_Task directions_: From top to bottom, each entry below must be reproduced exactly.
________________
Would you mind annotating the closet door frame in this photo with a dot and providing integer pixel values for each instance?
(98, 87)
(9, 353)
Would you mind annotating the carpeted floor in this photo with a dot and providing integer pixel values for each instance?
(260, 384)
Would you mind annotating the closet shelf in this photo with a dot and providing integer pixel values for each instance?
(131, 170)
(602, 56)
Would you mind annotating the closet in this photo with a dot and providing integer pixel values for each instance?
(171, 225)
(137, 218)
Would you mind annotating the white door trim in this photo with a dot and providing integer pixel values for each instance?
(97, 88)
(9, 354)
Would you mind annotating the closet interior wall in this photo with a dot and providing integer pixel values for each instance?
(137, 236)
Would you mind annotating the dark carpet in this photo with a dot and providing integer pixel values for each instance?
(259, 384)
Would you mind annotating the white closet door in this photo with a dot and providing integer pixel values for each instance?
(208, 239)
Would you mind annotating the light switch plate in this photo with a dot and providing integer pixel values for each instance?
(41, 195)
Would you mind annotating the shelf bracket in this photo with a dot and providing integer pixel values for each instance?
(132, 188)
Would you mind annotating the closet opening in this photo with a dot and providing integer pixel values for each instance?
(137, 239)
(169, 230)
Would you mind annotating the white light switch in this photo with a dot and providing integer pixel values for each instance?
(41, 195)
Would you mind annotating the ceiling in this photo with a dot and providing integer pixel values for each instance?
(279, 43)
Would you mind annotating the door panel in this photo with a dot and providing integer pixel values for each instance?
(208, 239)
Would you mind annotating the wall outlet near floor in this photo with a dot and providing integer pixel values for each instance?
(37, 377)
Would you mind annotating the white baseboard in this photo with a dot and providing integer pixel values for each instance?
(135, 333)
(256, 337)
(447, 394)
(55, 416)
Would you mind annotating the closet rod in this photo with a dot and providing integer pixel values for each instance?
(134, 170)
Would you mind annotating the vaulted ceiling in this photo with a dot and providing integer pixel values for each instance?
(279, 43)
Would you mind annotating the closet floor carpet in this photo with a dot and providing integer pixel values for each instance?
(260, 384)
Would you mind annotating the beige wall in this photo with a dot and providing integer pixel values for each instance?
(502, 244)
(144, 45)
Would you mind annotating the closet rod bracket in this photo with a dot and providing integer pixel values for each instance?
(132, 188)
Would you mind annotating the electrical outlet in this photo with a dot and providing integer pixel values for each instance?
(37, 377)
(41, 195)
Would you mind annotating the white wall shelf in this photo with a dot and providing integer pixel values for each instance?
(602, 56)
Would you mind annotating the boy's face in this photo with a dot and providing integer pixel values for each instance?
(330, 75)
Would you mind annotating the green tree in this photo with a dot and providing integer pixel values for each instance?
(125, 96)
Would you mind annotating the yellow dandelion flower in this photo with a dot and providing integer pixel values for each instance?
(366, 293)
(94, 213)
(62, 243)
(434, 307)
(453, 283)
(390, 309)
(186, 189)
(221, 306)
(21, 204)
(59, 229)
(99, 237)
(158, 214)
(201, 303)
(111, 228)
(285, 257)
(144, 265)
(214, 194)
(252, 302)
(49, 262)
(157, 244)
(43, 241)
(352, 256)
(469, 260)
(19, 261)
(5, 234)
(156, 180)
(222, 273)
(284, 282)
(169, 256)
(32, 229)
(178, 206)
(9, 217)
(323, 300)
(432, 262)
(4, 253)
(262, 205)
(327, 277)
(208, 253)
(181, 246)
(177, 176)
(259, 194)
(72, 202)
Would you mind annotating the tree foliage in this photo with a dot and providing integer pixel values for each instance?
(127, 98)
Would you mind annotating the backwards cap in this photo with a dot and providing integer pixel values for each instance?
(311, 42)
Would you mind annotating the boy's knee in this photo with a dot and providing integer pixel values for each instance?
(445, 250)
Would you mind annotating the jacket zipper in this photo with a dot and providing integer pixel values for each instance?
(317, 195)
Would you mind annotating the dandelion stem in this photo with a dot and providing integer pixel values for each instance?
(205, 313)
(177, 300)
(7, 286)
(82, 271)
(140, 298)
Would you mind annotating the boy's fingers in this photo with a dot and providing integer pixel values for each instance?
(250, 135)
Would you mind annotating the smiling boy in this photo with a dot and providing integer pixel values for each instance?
________________
_Output for this exercise_:
Would you mind annotating the closet door frame in this photo with a dot and providing integer pixel values for each instance?
(98, 87)
(9, 353)
Would you mind annotating the carpeted floor in this photo with a dot and providing integer pixel values for each instance?
(260, 384)
Would you mind annotating the closet shelf in this photo with a dot and providing integer pixel values for each instance?
(131, 170)
(602, 56)
Would you mind annotating the closet in this photo with a dot and providing integer pixel values for each instance?
(171, 225)
(137, 218)
Would you mind annotating the white door trim in this photo with a dot and providing integer pixel values for each instance?
(97, 88)
(9, 354)
Would you mind annotating the closet interior wall in this photo with a dot and providing integer pixel values for each instance?
(137, 236)
Would you mind annotating the dark carpet in this photo with a dot and providing integer pixel values for each instance?
(259, 384)
Would you mind annotating the white closet door in this photo with a dot and providing integer pixel values for each instance?
(208, 239)
Would you mind annotating the light switch plate in this photo with a dot and providing integer pixel values for each instance?
(41, 195)
Would you mind annotating the shelf bracket in this photo with a dot and providing integer pixel values for each instance?
(132, 188)
Would you mind annotating the closet opening in this photo with a dot and providing integer pixel values for each instance?
(137, 239)
(169, 230)
Would you mind annotating the white light switch in this photo with a dot and providing integer pixel values for each instance?
(41, 195)
Would you mind annotating the ceiling in this photo with a dot and providing integer pixel values for each instance?
(279, 43)
Would you mind annotating the door panel in this photo with a dot and providing integer pixel values for each instance?
(208, 239)
Would you mind annotating the wall outlet near floor in this photo with a dot and providing integer pixel values for each instance?
(37, 377)
Would you mind annotating the white baseboard in this photo with a dot and providing integer pixel values for each instance?
(135, 333)
(256, 337)
(447, 394)
(55, 416)
Would you mind annotating the closet rod in this photo with a dot and providing integer pixel values for each instance?
(134, 170)
Would you mind annotating the vaulted ceiling in this photo with a dot and providing integer pixel values for each instance?
(279, 43)
Would you mind annotating the closet floor carpet in this photo with a dot and providing integer pixel values for each instance?
(260, 384)
Would you mind annotating the beige wall in this photo with a dot and providing integer pixel values for each instance?
(502, 244)
(144, 45)
Would you mind annotating the closet rod bracket in this photo with a dot and providing integer pixel values for each instance?
(132, 188)
Would you mind annotating the electrical outlet in this photo with a dot and providing integer pixel values for each instance?
(37, 377)
(41, 195)
Would you mind annotating the white wall shelf in this photo with a dot and providing integer pixel values for each instance?
(602, 56)
Would you mind annotating the boy's face in this photo with a dot and providing integer pixel values for each instance?
(330, 75)
Would you mind annotating the green tree in this photo with a dot and providing integer pixel values for each instance?
(125, 96)
Would you mind annotating the yellow dandelion flower in this photo with a dot and providing integer pixel values for each instance?
(366, 293)
(94, 213)
(62, 243)
(434, 307)
(453, 283)
(390, 309)
(186, 189)
(221, 306)
(21, 204)
(59, 229)
(99, 237)
(158, 214)
(201, 303)
(111, 228)
(285, 257)
(144, 265)
(214, 194)
(252, 302)
(49, 262)
(157, 244)
(43, 241)
(352, 256)
(469, 260)
(19, 261)
(5, 234)
(156, 180)
(222, 273)
(284, 282)
(169, 256)
(32, 229)
(178, 206)
(9, 217)
(323, 300)
(432, 262)
(4, 253)
(262, 205)
(327, 277)
(208, 253)
(181, 246)
(177, 176)
(259, 194)
(72, 202)
Would you mind annotating the tree foliage in this photo with a dot and providing integer pixel values for each instance?
(127, 98)
Would you mind annotating the backwards cap in this photo with a dot and providing integer pixel values for each instance?
(311, 42)
Would you mind annotating the boy's knee in this photo with a dot and providing integer pixel values for each instance?
(445, 250)
Would you mind annotating the jacket zipper in this photo with a dot and providing integer pixel values for each instance?
(317, 195)
Would you mind annotating the dandelion stem in this photo with a dot and providing integer pixel values for each instance?
(205, 313)
(177, 300)
(7, 286)
(82, 271)
(140, 298)
Would you mind annotating the boy's fingers in this photo with a dot and providing integer pixel values for each instance?
(250, 135)
Would you mind annotating the smiling boy in this photo with a dot and providing integer pixel values for each instance?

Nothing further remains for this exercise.